What this task involves
Rewrite the records from the line with "target: shoelace" up to and including the line with "648 152 L 647", substituting "contour" for "outline" and leaving everything else unchanged. Return only those lines.

◆ ◆ ◆

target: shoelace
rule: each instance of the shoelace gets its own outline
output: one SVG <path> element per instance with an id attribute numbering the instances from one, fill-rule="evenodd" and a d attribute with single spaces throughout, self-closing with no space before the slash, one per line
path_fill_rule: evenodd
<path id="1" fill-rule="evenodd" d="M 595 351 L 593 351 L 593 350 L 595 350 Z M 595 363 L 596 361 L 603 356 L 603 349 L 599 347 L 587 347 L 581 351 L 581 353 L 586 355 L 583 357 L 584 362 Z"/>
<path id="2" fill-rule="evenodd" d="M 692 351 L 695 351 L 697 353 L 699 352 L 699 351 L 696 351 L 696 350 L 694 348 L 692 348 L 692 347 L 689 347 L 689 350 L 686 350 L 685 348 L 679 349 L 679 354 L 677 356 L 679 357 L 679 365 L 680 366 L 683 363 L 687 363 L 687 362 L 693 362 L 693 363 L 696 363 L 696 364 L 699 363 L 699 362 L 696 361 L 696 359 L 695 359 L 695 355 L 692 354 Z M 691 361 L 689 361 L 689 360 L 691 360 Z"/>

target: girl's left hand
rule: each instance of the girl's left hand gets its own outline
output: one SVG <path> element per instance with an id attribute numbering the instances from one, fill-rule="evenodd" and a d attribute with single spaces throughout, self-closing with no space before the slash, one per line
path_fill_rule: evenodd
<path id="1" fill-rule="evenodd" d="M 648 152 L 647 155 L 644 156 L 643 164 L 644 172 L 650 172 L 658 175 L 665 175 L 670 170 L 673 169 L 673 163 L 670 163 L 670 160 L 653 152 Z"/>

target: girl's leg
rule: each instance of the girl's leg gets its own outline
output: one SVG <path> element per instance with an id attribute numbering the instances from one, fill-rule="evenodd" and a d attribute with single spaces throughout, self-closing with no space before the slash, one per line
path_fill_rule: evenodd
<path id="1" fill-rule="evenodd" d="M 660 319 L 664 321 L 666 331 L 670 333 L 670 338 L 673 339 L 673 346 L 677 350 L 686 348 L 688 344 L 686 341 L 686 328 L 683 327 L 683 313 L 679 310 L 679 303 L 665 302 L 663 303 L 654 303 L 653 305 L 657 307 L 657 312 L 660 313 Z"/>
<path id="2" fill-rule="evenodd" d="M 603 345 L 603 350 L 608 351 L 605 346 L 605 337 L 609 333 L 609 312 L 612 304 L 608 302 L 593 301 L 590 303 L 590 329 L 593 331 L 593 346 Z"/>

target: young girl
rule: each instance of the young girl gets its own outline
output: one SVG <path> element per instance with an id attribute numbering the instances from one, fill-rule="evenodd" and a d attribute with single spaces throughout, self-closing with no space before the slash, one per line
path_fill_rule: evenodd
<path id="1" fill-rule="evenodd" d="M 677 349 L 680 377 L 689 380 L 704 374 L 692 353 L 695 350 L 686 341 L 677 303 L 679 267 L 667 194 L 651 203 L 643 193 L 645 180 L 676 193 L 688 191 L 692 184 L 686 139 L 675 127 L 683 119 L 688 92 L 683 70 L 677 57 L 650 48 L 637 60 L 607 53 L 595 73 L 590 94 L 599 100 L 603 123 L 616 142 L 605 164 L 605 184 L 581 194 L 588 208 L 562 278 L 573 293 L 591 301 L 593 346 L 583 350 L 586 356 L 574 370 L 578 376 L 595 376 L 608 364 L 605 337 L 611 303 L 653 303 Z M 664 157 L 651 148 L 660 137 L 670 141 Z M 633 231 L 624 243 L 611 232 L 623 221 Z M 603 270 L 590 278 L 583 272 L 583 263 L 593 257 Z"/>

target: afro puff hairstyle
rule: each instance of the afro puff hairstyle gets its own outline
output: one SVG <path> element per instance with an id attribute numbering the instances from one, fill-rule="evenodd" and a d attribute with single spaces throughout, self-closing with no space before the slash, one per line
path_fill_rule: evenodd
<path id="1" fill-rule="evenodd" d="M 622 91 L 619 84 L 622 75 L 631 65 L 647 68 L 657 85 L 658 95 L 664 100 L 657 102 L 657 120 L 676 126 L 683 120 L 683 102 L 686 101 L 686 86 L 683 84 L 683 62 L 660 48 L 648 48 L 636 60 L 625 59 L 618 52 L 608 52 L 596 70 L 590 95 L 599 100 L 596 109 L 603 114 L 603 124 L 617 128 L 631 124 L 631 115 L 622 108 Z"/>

◆ ◆ ◆

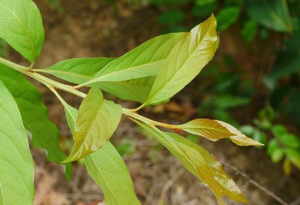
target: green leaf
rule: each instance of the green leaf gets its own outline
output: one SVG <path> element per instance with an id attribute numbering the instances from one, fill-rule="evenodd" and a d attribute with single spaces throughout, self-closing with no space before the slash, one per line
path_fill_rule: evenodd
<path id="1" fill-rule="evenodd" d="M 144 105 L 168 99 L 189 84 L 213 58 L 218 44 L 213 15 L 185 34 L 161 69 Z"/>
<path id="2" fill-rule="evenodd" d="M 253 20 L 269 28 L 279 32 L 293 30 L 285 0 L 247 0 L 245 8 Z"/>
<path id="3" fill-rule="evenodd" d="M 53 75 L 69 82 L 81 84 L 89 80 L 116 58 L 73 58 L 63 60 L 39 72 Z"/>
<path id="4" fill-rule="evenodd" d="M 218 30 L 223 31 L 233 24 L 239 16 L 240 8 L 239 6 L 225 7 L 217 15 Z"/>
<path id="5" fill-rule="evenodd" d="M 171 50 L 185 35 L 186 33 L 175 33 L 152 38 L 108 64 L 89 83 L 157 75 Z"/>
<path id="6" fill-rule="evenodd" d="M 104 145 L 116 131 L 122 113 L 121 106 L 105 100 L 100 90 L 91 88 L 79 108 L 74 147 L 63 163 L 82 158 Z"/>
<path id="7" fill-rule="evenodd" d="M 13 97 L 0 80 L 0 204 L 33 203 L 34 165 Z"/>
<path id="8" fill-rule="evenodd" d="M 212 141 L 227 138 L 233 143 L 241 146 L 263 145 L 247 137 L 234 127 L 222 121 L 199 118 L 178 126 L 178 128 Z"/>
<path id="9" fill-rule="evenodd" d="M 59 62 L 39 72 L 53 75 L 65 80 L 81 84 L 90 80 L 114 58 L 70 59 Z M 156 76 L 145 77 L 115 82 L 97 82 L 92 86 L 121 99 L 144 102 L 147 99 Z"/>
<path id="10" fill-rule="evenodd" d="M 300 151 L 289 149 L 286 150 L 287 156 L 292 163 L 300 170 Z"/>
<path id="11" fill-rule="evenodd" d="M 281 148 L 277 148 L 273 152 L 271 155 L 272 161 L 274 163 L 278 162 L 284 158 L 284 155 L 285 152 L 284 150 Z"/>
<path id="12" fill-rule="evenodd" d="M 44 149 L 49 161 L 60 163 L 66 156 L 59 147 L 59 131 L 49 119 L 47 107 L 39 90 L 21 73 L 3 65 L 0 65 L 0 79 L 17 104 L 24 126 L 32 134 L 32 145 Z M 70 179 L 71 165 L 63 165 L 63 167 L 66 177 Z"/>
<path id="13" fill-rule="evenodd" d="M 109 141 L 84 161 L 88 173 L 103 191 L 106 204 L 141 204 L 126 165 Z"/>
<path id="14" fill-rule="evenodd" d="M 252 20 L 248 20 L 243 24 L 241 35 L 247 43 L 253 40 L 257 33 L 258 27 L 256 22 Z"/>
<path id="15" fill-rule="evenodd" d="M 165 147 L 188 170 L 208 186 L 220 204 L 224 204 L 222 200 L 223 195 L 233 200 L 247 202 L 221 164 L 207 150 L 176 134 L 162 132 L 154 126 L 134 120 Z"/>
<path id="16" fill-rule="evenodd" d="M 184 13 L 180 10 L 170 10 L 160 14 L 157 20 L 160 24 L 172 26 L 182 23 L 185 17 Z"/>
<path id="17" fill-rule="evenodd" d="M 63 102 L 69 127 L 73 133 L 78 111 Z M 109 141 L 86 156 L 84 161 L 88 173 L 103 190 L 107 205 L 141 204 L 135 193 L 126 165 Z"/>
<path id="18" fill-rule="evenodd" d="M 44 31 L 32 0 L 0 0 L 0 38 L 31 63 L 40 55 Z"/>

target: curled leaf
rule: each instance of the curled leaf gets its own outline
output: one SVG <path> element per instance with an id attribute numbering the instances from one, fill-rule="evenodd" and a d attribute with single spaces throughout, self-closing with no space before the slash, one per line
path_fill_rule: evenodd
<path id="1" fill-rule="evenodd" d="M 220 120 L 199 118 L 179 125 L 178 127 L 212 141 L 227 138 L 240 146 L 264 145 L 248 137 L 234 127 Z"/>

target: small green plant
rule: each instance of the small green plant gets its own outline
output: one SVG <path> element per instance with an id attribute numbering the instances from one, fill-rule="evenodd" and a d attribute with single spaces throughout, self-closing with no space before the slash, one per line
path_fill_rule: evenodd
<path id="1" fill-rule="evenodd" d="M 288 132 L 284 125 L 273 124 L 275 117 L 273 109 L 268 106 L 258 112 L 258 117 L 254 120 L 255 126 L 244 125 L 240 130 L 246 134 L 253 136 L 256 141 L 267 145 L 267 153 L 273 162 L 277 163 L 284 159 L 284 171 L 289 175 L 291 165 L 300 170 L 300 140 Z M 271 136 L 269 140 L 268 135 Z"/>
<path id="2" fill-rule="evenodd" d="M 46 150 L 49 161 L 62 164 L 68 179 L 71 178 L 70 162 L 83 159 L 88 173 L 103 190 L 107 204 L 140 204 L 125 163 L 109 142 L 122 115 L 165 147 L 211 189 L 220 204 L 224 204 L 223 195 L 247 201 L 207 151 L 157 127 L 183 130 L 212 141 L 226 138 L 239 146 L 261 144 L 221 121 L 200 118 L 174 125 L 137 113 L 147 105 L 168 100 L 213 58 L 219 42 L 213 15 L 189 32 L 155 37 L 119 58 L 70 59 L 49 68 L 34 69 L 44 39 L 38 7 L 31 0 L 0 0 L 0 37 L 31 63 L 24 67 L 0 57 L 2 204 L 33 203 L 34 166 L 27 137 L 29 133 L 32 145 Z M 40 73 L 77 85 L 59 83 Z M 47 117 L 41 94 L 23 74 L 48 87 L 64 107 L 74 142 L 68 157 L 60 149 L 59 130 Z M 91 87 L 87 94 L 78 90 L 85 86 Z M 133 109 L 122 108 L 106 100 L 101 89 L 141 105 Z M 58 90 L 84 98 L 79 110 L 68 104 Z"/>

◆ ◆ ◆

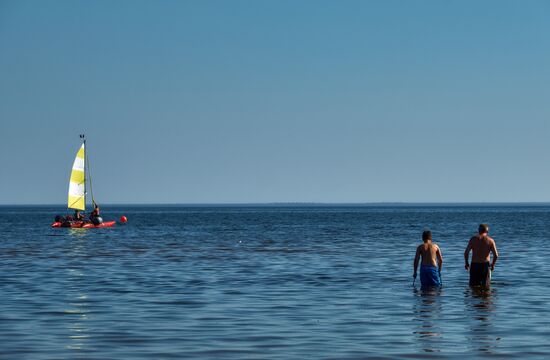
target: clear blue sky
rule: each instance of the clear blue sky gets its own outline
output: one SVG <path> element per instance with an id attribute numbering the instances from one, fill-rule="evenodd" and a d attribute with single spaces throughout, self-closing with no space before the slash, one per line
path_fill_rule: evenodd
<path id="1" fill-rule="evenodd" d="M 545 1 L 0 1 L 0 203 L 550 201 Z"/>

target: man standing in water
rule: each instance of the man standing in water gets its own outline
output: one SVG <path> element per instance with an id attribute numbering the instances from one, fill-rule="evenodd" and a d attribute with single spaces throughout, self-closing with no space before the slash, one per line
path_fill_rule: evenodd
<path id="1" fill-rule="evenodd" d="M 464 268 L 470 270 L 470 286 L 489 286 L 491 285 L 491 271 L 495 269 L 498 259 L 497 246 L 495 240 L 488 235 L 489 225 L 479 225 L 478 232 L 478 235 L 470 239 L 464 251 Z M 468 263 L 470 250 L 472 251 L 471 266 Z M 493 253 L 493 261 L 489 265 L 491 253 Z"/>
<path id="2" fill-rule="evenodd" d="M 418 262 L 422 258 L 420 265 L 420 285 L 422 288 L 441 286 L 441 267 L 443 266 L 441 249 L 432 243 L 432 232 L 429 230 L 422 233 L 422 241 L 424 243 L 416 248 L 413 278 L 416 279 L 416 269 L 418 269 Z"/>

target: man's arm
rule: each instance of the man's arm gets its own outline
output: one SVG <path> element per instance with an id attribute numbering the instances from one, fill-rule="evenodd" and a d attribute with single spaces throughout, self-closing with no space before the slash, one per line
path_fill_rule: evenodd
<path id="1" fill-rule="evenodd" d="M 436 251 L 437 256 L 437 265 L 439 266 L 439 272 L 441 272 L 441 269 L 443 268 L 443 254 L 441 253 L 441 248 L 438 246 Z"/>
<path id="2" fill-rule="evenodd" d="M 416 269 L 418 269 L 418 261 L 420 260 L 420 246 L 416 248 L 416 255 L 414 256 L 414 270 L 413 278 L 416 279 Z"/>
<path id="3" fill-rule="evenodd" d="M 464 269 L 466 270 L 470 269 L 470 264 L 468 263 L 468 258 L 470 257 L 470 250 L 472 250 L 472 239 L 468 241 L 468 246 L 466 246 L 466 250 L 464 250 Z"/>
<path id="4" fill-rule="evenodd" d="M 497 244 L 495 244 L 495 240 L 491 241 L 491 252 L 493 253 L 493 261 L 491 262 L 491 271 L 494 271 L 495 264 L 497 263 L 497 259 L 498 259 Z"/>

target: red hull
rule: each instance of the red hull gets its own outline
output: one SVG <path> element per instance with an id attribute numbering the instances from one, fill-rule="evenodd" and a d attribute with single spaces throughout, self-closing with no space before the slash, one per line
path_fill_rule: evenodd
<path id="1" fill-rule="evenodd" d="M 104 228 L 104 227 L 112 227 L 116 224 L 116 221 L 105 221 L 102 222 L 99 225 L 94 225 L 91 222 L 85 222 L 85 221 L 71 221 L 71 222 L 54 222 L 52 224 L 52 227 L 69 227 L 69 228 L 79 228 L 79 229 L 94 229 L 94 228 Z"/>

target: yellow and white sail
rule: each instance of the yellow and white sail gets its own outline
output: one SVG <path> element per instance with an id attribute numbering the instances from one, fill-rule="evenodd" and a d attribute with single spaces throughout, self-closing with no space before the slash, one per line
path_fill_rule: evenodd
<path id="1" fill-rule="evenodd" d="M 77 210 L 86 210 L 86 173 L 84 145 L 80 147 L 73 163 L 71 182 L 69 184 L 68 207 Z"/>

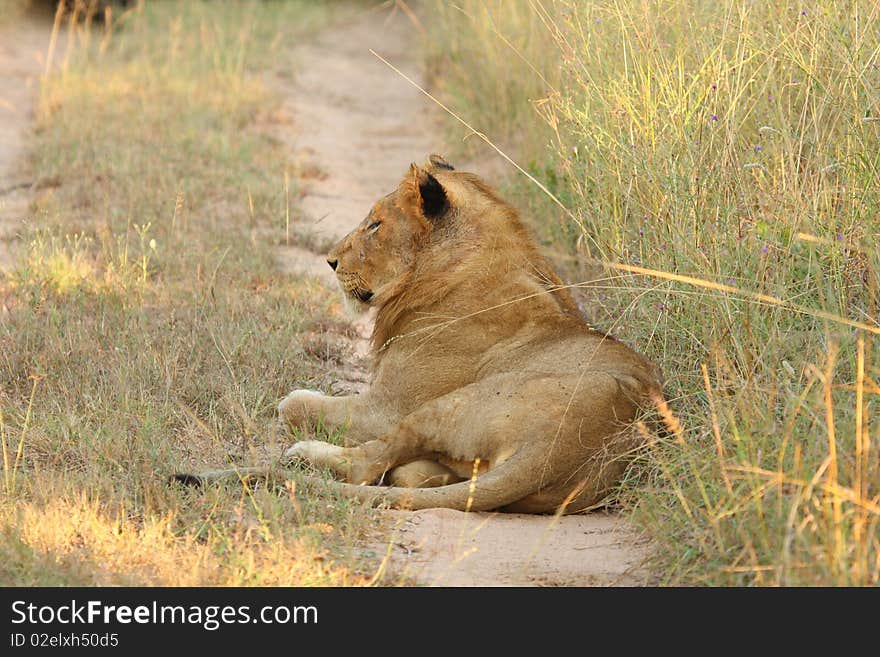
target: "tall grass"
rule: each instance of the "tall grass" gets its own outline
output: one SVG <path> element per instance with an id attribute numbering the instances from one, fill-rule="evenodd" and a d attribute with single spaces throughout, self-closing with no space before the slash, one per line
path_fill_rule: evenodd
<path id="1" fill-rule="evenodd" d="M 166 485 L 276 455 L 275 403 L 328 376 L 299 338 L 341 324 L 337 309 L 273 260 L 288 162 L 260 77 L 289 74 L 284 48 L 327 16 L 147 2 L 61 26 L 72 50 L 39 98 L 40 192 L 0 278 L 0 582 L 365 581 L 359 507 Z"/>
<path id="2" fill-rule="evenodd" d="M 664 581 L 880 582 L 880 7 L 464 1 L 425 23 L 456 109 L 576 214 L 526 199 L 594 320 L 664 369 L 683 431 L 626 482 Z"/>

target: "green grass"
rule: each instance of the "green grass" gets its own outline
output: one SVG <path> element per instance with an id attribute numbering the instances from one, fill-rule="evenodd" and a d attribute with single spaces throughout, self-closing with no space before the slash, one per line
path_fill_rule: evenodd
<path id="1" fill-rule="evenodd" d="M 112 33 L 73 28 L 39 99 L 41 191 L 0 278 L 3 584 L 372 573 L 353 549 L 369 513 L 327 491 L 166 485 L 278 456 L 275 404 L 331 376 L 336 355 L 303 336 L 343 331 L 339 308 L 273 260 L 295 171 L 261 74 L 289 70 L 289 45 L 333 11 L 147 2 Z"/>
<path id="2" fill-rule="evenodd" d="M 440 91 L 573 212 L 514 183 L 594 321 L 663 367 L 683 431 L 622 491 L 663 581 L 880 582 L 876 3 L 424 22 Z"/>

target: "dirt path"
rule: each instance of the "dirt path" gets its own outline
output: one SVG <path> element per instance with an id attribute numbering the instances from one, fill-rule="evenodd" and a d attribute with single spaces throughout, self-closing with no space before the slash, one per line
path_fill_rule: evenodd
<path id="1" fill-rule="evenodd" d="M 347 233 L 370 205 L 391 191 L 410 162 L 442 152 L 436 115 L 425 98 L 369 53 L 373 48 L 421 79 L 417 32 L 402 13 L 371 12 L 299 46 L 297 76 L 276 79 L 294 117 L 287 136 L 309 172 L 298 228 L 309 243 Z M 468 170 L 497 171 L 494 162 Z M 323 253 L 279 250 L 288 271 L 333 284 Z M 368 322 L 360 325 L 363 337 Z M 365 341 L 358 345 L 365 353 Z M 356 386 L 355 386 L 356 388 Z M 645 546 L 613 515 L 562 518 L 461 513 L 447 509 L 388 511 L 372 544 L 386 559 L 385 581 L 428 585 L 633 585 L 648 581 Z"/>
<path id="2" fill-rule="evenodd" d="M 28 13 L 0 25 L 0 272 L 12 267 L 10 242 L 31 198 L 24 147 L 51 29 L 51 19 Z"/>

◆ ◆ ◆

Result of the task
target: shoelace
rule: each instance of the shoelace gets its own contour
output: one SVG <path> element per instance with an id attribute numbering the instances from one, fill-rule="evenodd" and a d attribute with single spaces throughout, self-closing with no space before the slash, one per line
path_fill_rule: evenodd
<path id="1" fill-rule="evenodd" d="M 595 351 L 593 351 L 593 350 L 595 350 Z M 595 363 L 596 361 L 603 356 L 603 349 L 599 347 L 587 347 L 581 351 L 581 353 L 586 355 L 583 357 L 584 362 Z"/>
<path id="2" fill-rule="evenodd" d="M 692 351 L 695 351 L 697 353 L 699 352 L 699 351 L 696 351 L 696 350 L 694 348 L 692 348 L 692 347 L 689 347 L 689 350 L 686 350 L 685 348 L 679 349 L 679 354 L 677 356 L 679 357 L 679 365 L 680 366 L 683 363 L 687 363 L 687 362 L 693 362 L 693 363 L 696 363 L 696 364 L 699 363 L 699 362 L 696 361 L 696 359 L 695 359 L 695 355 L 692 354 Z M 691 361 L 689 361 L 689 360 L 691 360 Z"/>

target: girl's left hand
rule: each instance of the girl's left hand gets its own contour
output: one SVG <path> element per instance with an id attribute numbering the instances from one, fill-rule="evenodd" and a d attribute with single spaces throughout, self-closing with no space before the slash, one per line
path_fill_rule: evenodd
<path id="1" fill-rule="evenodd" d="M 648 152 L 647 155 L 644 156 L 643 164 L 644 172 L 650 172 L 658 175 L 665 175 L 670 170 L 673 169 L 673 163 L 670 163 L 670 160 L 653 152 Z"/>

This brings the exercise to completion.